**Source text:**
With Sukkha Buddhism we overcome the first and last repetition.

Modern Western Buddhism
Modern Western Buddhism draws from a vast range of ancient Buddhist texts. One of these is the Pali Cannon.

The Pali Cannon contains the oldest texts, the first written. It is known as Old School Buddhism – narrow-minded and pure. The Mahāsatipaṭṭhāna's Noble Truths are by far the most detailed version of the Four Truths in the Pali scriptures.

New schools evolved where Buddhism combined with Hindu, Tibetan, and among many other local folk beliefs, Chinese and Japanese (to give Zen).

I don't intend to analyse the differences throughout the entire Buddhist world. Most believe that desire, attachment, clinging, or craving are something to do with the problem – and that this leads to suffering. There are great variations in practice some are deeply philosophical, others are more devotional.

Confusions and Solutions
If we believe suffering is caused by desire, we think we must renounce desire.

If we believe that desire, pleasure, and wanting, lead to attachment; and attachment is or causes karma (repetitions), we practice detachment, non-attachment, or letting go to overcome this. But even letting-go of focusing is focusing. Trying to do anything by focusing automatically supports the focusing systems. Stop focusing. Go panoramic.

The primary problem is not even the repetitious mind wandering, here and there, reconstructing, memories and hopes, always thinking – the problem is that we've forgotten how to sense pamoramically. And though it can often be very helpful, focused mindfulness in one-pointed concentration, is not the answer – an intense form of focusing could never be the answer.

The correctness of defining the primary problem, is only tested by finding the right answer. And the answer is you've just gotta go panoramic.

Suffering
Buddhists overlook the relevance and importance of Buddhism, to help understand and counteract our modern global chaos. Buddhists often practice detachment from worldly events, and so are blind to the symptoms of dukkha these days, in the material civilised world, where the repetitions have taken on new dimensions e.g. inflation, pollution, the individual development of self-image, and fascism (see Chapter 3).

Sukkhism and The First Repetition
We don't want to wait till it's out of control, when the wheels are already racing downhill. It is not just craving we need to 'renounce'; it's the first repetition, it's the first little want, the first attraction, which we need to watch out for. Before the wheels even start turning.

THE FOURTH TRUTH – INTRODUCTION

Right Effort
Once we realise that pleasure and wanting lead primarily to repetition (karma), rather than attachmment, we will also discover how to practice getting the repetitions of the mind running smoothly and generating wholesome karma.

The aims of renunciation, detachment, or non-attachment fail to use the energy of thinking and wanting in a positive way.

The energy of thinking and wanting are a vital part of life which can be used to generate wholesome karma. This is addressed in Right Effort, the sixth step of The Fourth Truth.

Please continue with The Fourth Truth
Or with Right Effort, the sixth step of The Fourth Truth

Reference: The Third Truth – from English Translations, Ref 1: Pali Tipitaka

"And what, monks, is the Noble Truth of the Cessation of Suffering?

**Stored data:**
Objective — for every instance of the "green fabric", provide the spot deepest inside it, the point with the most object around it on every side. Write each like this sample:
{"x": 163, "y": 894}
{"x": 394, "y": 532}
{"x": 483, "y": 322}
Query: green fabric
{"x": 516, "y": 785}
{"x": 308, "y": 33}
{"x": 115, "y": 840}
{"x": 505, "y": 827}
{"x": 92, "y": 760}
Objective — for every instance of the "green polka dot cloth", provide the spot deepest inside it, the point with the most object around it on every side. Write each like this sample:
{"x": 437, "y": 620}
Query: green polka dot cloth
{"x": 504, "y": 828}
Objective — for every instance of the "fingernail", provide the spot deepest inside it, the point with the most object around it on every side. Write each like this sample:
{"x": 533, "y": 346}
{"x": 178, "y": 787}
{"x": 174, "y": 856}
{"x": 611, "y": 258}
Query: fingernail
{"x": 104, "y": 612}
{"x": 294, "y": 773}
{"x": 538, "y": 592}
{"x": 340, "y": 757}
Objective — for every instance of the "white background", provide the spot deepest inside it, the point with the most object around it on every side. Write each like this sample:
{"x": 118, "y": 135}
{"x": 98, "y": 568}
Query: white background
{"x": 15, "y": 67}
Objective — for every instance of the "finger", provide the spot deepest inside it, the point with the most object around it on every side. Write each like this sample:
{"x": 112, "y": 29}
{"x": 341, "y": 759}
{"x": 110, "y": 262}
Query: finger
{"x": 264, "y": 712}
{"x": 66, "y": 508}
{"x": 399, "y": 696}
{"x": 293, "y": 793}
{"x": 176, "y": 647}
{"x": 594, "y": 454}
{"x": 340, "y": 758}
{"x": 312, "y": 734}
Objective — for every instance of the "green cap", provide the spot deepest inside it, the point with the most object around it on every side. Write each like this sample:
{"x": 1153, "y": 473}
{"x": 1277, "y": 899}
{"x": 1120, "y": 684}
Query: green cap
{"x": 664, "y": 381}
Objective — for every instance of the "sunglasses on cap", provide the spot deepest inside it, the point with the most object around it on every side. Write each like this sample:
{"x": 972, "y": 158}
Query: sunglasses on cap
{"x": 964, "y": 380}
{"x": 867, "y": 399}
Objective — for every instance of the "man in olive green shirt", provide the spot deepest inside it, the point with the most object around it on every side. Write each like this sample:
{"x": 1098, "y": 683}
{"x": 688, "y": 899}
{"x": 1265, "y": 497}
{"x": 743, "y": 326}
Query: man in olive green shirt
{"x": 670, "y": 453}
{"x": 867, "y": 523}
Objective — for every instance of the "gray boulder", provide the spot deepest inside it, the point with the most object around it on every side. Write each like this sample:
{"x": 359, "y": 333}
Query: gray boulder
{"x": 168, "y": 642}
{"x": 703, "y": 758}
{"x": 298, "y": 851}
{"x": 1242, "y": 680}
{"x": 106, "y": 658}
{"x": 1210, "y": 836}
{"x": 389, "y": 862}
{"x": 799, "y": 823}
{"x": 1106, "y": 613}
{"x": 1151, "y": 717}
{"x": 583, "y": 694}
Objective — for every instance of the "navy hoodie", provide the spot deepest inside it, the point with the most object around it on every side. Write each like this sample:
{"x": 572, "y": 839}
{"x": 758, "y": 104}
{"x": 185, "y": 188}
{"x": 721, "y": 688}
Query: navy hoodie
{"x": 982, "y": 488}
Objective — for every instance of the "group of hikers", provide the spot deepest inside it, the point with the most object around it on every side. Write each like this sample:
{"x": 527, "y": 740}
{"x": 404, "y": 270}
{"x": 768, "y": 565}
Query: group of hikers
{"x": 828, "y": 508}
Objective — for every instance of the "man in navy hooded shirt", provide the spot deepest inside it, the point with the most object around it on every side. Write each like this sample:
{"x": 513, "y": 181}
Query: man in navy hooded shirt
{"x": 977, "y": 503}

**Tasks to perform:**
1) Reproduce the passage of the source text from "Confusions and Solutions" up to and including "be the answer.".
2) In the source text, which step of The Fourth Truth is Right Effort?

**Exercise results:**
1)
Confusions and Solutions
If we believe suffering is caused by desire, we think we must renounce desire.

If we believe that desire, pleasure, and wanting, lead to attachment; and attachment is or causes karma (repetitions), we practice detachment, non-attachment, or letting go to overcome this. But even letting-go of focusing is focusing. Trying to do anything by focusing automatically supports the focusing systems. Stop focusing. Go panoramic.

The primary problem is not even the repetitious mind wandering, here and there, reconstructing, memories and hopes, always thinking – the problem is that we've forgotten how to sense pamoramically. And though it can often be very helpful, focused mindfulness in one-pointed concentration, is not the answer – an intense form of focusing could never be the answer.

2) The sixth step.